WHAT YOU WILL DO
From the listing below, retype exactly the line holding "[spot] the rear door handle, one", the line holding "[spot] the rear door, one", and the lines between them; skip everything else.

INPUT MATERIAL
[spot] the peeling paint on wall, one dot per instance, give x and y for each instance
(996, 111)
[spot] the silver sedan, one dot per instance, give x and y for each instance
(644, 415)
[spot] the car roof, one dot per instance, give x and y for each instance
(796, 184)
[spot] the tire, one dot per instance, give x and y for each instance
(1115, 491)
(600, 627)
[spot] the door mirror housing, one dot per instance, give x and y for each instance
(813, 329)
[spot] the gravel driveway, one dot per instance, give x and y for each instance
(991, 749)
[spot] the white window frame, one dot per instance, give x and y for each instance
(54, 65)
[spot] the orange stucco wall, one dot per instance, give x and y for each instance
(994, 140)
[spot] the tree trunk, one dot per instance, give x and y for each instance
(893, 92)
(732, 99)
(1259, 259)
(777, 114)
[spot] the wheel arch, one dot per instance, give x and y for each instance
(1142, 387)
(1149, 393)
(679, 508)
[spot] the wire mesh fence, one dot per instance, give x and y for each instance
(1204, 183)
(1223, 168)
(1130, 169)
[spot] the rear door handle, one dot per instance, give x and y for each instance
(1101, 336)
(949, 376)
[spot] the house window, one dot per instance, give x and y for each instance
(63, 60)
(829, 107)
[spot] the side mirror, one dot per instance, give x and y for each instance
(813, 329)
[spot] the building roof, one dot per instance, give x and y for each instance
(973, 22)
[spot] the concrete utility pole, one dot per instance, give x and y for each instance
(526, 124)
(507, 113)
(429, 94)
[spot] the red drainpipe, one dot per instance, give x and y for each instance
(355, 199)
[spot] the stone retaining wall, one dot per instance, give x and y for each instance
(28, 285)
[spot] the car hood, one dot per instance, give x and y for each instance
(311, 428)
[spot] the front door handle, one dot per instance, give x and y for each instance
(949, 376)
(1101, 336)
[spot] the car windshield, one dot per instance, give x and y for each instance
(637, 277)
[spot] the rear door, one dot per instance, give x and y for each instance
...
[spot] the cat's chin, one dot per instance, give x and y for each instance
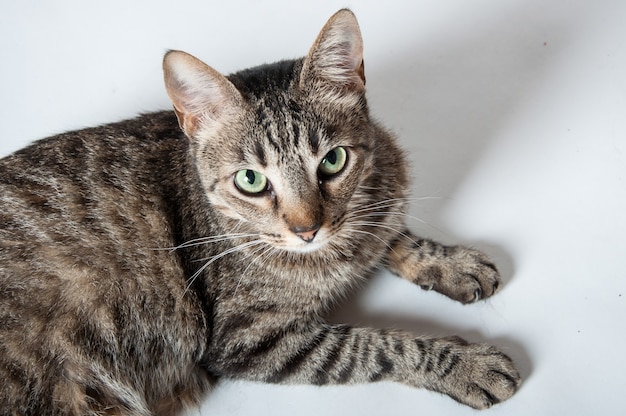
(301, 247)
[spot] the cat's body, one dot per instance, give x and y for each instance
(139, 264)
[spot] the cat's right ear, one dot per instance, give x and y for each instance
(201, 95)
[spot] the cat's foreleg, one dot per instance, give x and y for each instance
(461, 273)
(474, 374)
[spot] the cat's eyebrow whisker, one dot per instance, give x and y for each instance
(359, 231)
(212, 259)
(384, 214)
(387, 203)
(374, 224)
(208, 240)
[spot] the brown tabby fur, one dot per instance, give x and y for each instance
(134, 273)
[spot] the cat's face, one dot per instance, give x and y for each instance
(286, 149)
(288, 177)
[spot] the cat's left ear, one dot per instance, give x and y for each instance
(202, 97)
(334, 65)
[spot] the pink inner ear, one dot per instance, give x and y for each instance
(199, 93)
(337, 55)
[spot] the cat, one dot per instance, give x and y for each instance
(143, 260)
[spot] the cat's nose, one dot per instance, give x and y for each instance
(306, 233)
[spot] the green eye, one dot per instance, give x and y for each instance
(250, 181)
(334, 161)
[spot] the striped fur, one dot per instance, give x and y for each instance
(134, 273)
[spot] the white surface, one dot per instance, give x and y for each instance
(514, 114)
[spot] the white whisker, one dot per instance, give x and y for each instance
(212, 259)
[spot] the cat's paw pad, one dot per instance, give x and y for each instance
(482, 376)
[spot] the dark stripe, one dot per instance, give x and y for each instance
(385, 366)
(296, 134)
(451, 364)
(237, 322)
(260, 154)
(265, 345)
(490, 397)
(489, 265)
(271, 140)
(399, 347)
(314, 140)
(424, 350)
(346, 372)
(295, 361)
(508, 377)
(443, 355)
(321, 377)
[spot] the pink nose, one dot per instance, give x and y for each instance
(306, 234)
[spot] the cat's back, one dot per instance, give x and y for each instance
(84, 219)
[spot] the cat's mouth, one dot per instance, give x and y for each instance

WRITTEN SOLUTION
[spot] the rear door handle, one dot per instance, give x and y for each instance
(1101, 336)
(949, 376)
[spot] the house window, one dot per instance, give x and y for each instance
(63, 60)
(829, 107)
[spot] the side mirror, one dot per instance, give x and y for each instance
(813, 329)
[spot] the building roof, one dot per instance, give x and y for each instance
(973, 22)
[spot] the concrete utility pole, one dot per instance, give x and y for each instance
(526, 124)
(507, 113)
(429, 94)
[spot] the red drainpipe, one dot per instance, give x and y for each instance
(355, 199)
[spot] the stone retaining wall, one dot per instance, give x and y for each instance
(28, 285)
[spot] the car hood, one dot per instance, give x and y for each instance
(311, 428)
[spot] the front door handle, one dot per instance, give x and y for each instance
(949, 376)
(1101, 336)
[spot] the car windshield, one dot per instance, give x and y for each instance
(637, 277)
[spot] the rear door, one dot per instance, give x and y for each instance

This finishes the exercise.